>> start

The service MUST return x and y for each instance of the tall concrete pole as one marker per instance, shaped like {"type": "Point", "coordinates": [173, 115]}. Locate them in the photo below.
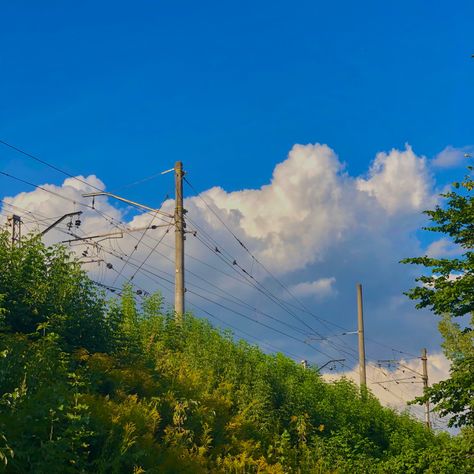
{"type": "Point", "coordinates": [15, 222]}
{"type": "Point", "coordinates": [179, 242]}
{"type": "Point", "coordinates": [424, 359]}
{"type": "Point", "coordinates": [360, 331]}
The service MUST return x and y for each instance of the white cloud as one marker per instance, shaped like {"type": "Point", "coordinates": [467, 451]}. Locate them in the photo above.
{"type": "Point", "coordinates": [400, 382]}
{"type": "Point", "coordinates": [320, 288]}
{"type": "Point", "coordinates": [400, 181]}
{"type": "Point", "coordinates": [313, 219]}
{"type": "Point", "coordinates": [442, 248]}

>> end

STATED PROBLEM. Copy out every row above word for word, leaving out the pictures.

WRITTEN RESPONSE.
The service MUST return x and y for each instance of the tall concrete pole as one marker per instance, shaped like {"type": "Point", "coordinates": [173, 115]}. Locate them in the photo below.
{"type": "Point", "coordinates": [15, 222]}
{"type": "Point", "coordinates": [179, 242]}
{"type": "Point", "coordinates": [424, 359]}
{"type": "Point", "coordinates": [360, 331]}
The service MUST return x and y for each instance of the white cloud as one marker per instance, shaped like {"type": "Point", "coordinates": [467, 451]}. Locate them in the photo above.
{"type": "Point", "coordinates": [400, 382]}
{"type": "Point", "coordinates": [320, 288]}
{"type": "Point", "coordinates": [400, 181]}
{"type": "Point", "coordinates": [313, 219]}
{"type": "Point", "coordinates": [442, 248]}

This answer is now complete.